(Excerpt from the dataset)
(begin)
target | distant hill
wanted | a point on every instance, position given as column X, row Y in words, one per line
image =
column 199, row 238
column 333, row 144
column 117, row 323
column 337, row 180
(end)
Duplicate every line of the listing above, character for character, with no changes.

• **Task solution**
target | distant hill
wanted | a point on every instance, position given as column X, row Y in words, one per line
image =
column 199, row 238
column 333, row 144
column 117, row 323
column 337, row 180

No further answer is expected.